It occurs to me that every funeral I’ve attended–save one–has been a Baptist funeral. And even the Nazarene funeral followed the cardinal rule of Baptist funerals. There was a ham. I don’t know if I can properly grieve without a ham and some cheese cut into triangles and some dinner rolls. I know it sounds like I just might be joking, but really I am not. For me that’s closure, the culinary version of Amazing Grace on the bagpipes.
My husband* said last night that the viewing was scheduled for two hours but actually ran for five and a half. The people just kept lining up in a human chain that snaked around the church. Afterward they had turkey. I assume there will be ham today after the service itself.
I know that I’m an Anabaptist. I get that we Mennonites have our own ways of doing things. But I am now insisting that there be for me instead of a “viewing” where sombre people file past to have a look at the body I vacated there be food and drink and music. Not because I don’t want people to be sad, but because I want those sad people to eat with their bodies and their souls. They need to be fed because they’re still stuck in these contraptions that require it. Not that the line to my shell will last for hours, of course. Knowing me it’ll be over in thirty minutes or less. Like a pizza.
For now I’ll comfort myself with hearing a few hymns and having a piece of cold fried chicken. I think the chicken is Lutheran, or maybe Methodist. But today we can be ecumenical in our grief.
*I know that most of you know his name. But it’s always been my #1 Rule of the Blog that his name not be written here. I don’t want people who google him professionally to be assaulted with a slew of ramblings.

########

## Instruction 1
Condense the paragraph of the blog post about funerals that begins "My husband said last night" into one shorter sentence that keeps its main facts.

## Provided records
########

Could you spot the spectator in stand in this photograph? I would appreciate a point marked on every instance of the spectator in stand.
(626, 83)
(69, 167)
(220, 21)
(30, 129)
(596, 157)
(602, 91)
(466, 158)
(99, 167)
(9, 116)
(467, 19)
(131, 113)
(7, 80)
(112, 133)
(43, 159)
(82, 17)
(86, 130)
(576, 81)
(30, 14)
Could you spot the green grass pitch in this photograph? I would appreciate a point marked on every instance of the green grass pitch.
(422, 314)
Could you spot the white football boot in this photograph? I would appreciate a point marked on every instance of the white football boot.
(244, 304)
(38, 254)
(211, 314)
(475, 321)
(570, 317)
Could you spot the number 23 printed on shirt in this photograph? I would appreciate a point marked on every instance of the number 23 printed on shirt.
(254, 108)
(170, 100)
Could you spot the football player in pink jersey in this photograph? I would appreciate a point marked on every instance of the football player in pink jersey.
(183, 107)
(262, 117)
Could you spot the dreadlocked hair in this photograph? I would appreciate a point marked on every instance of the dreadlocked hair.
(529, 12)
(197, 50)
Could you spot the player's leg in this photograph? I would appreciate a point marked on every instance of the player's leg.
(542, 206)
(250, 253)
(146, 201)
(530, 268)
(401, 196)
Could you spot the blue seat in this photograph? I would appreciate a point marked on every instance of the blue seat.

########

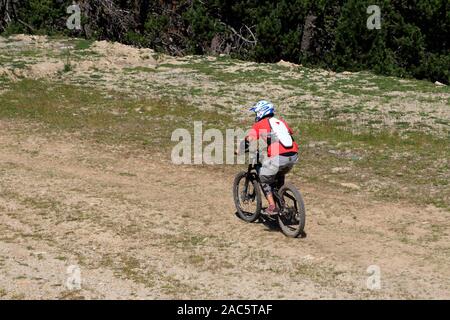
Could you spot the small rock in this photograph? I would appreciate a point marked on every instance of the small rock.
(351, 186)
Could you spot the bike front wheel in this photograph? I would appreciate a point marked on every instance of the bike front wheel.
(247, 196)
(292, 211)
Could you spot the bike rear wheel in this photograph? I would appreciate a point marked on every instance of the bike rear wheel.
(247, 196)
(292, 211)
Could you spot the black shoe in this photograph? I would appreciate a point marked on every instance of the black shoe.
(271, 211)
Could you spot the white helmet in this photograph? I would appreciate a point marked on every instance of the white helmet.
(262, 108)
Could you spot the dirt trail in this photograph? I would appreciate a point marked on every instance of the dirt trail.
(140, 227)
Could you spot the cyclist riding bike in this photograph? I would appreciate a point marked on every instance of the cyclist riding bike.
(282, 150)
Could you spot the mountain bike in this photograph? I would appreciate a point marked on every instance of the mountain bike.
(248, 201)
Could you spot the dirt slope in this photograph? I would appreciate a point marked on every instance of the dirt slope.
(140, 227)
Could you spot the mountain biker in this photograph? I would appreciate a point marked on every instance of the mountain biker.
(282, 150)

########

## Instruction 2
Pull out every line of the records that contains the word "mountain", treating uppercase and lowercase as different.

## Full output 1
The viewing was scheduled for two hours but ran for five and a half, with a line of people snaking around the church; turkey was served afterward, and ham is expected after today's service.

## Full output 2
Could you spot the mountain bike in this photograph? I would appreciate a point marked on every instance of the mountain bike.
Could you spot the mountain biker in this photograph? I would appreciate a point marked on every instance of the mountain biker.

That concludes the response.